● **Short task 1**
Can you reproduce everything in the opinion excerpt from "Even if this" down to "NW2d 800 (2004).", word for word?

● **Provided text**
+++
While a less than candid client places an attorney in a difficult position during trial, the negative consequences the party suffers as a result of his own lack of candor does not form the basis for an error requiring reversal. There is no rule of law that requires a client to disclose damaging information to his attorney. The client can choose whether to disclose this information, though it would be universally agreed that a client’s choice to conceal information from his attorney is not a good one. Nonetheless, when counsel’s hope for the *337client’s full disclosure is disappointed, it is not grounds for a new trial. See Rubenstein v Purcell, 276 Mich 433, 438-439; 267 NW 646 (1936) (no surprise when one’s own witness causes the surprise by changing testimony). As defense counsel candidly concedes, “He didn’t tell us and we didn’t know.” Any “surprise” on the part of defense counsel was caused by his client, not opposing counsel. This is particularly true when all parties were on notice in the earliest stages of discovery that the Miller divorce was an important issue. In short, Miller himself caused his counsel to be surprised because he (1) lied under oath in a prior case about a matter relevant in this case and (2) failed to inform his attorney about his prior lies. Because error to which the aggrieved party contributed by plan or negligence cannot be error requiring reversal, Farm Credit Services of Michigan’s Heartland, PCA v Weldon, 232 Mich App 662, 683-684; 591 NW2d 438 (1998), I would decline to address this unpreserved issue.
Even if this issue had been properly preserved, I would further agree with plaintiffs that the trial court did not err in ruling that the transcripts from the Miller divorce were not covered by the sealing order. MCR 8.119(F) provides guidelines on sealed records and, therefore, is the correct rule2 to apply in resolving this issue. MCR 8.119(F)(4) explicitly defines what comprises a court record:
For purposes of this rule, “court records” includes all documents and records of any nature that are filed with the clerk in connection with the action. Nothing in this rule is intended to limit the court’s authority to issue protective orders pursuant to MCR 2.302(C). [Emphasis added.]
*338When interpreting a court rule, this Court applies the same legal principles that govern statutory interpretation. In re KH, 469 Mich 621, 628; 677 NW2d 800 (2004).
When interpreting statutory language, our obligation is to ascertain the legislative intent that may reasonably be inferred from the words expressed in the statute. When the Legislature has unambiguously conveyed its intent in a statute, the statute speaks for itself, and judicial construction is not permitted. Because the proper role of the judiciary is to interpret and not write the law, courts simply lack authority to venture beyond the unambiguous text of a statute. [Koontz v Ameritech Services, Inc, 466 Mich 304, 312; 645 NW2d 34 (2002) (citations omitted).]
Applying these principles to the plain language of MCR 8.119(F)(4), it is clear that, in order for something to be part of the court record, three criteria must be met. The contested item must be (1) a document or record of any nature (2) filed with the clerk (3) in connection with the action. According to the unambiguous terms of MCR 8.119(F)(4), the transcript at issue is simply not part of Miller’s divorce record because it was never “filed with the clerk in connection with the action.” Id. The majority opines that the rule is ambiguous because “reasonable minds could differ concerning whether transcripts are included within MCR 8.119(F) as part of a sealed record[.]” Ante at 326. I disagree. Although it is true, as the majority states, that “[t]he language of this rule is very broad, including the words ‘all’ and ‘of any nature,’ ” ante at 325, the term “court records” remains defined as only those “documents and records of any nature” that are actually “filed with the clerk in connection with the action.” The transcripts at issue are not records from Miller’s divorce case because they were never filed with the court clerk in the divorce or postjudgment proceedings.
+++
● **Dataset records**
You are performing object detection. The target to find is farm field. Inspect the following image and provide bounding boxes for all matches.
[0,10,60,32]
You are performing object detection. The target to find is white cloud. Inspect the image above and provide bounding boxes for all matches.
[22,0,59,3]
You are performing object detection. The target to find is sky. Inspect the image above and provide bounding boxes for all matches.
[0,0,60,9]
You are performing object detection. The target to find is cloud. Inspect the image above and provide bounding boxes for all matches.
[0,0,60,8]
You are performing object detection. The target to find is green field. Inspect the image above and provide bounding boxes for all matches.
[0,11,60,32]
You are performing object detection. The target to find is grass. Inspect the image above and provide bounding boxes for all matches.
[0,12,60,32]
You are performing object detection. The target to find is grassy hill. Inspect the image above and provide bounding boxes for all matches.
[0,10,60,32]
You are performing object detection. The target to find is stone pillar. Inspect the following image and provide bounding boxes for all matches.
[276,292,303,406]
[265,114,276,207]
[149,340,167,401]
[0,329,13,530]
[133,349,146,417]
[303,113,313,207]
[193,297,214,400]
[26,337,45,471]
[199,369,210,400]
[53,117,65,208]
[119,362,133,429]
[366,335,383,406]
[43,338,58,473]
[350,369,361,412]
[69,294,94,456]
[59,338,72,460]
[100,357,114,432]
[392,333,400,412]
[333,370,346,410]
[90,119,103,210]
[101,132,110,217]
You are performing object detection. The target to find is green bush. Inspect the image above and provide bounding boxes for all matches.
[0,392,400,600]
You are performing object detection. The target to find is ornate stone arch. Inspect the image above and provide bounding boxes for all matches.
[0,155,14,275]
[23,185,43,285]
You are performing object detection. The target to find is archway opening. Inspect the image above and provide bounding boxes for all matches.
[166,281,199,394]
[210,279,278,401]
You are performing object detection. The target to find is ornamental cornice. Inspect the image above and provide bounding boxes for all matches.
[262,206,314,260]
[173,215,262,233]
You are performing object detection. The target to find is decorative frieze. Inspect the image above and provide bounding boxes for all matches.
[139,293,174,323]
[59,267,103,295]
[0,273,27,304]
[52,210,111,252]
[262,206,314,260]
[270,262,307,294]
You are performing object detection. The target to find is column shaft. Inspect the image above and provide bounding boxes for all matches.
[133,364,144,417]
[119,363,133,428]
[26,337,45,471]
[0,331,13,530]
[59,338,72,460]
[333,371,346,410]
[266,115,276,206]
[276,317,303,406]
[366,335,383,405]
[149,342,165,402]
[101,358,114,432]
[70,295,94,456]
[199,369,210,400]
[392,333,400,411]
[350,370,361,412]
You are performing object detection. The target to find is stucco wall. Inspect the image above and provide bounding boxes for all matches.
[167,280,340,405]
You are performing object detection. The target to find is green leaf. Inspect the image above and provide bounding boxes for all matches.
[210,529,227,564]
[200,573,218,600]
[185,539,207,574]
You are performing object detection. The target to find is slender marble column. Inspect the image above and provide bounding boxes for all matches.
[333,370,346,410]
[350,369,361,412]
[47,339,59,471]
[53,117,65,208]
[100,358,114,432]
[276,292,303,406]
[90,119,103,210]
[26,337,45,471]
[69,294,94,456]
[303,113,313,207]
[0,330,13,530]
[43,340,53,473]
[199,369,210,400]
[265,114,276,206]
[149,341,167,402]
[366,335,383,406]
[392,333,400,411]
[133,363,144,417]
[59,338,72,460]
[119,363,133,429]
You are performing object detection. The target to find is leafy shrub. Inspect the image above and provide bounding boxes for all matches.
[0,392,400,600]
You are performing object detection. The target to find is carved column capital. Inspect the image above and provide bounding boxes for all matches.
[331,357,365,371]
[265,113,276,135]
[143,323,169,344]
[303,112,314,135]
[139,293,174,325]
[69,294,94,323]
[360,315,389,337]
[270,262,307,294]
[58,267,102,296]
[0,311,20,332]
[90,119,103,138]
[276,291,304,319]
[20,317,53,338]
+++
● **Short task 2**
Could you convert the records, everything from the start of the records down to the line containing "[22,0,59,3]", into a two-column CSV with the header row request,answer? Each request gets one row, with its text and its answer in separate quoted fields and any line breaks replaced by spaces.

● **Solution 1**
Even if this issue had been properly preserved, I would further agree with plaintiffs that the trial court did not err in ruling that the transcripts from the Miller divorce were not covered by the sealing order. MCR 8.119(F) provides guidelines on sealed records and, therefore, is the correct rule2 to apply in resolving this issue. MCR 8.119(F)(4) explicitly defines what comprises a court record:
For purposes of this rule, “court records” includes all documents and records of any nature that are filed with the clerk in connection with the action. Nothing in this rule is intended to limit the court’s authority to issue protective orders pursuant to MCR 2.302(C). [Emphasis added.]
*338When interpreting a court rule, this Court applies the same legal principles that govern statutory interpretation. In re KH, 469 Mich 621, 628; 677 NW2d 800 (2004).

● **Solution 2**
request,answer
"You are performing object detection. The target to find is farm field. Inspect the following image and provide bounding boxes for all matches.","[0,10,60,32]"
"You are performing object detection. The target to find is white cloud. Inspect the image above and provide bounding boxes for all matches.","[22,0,59,3]"